Assigned task: Every record here must be set down once more, precisely as it reads.

Exercise data:
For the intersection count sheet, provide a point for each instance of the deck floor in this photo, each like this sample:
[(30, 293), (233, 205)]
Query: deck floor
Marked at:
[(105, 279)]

Written answer:
For the intersection count sheet, provide a point for each instance of the deck floor in this photo, each like this sample:
[(30, 293), (233, 205)]
Query: deck floor
Marked at:
[(105, 279)]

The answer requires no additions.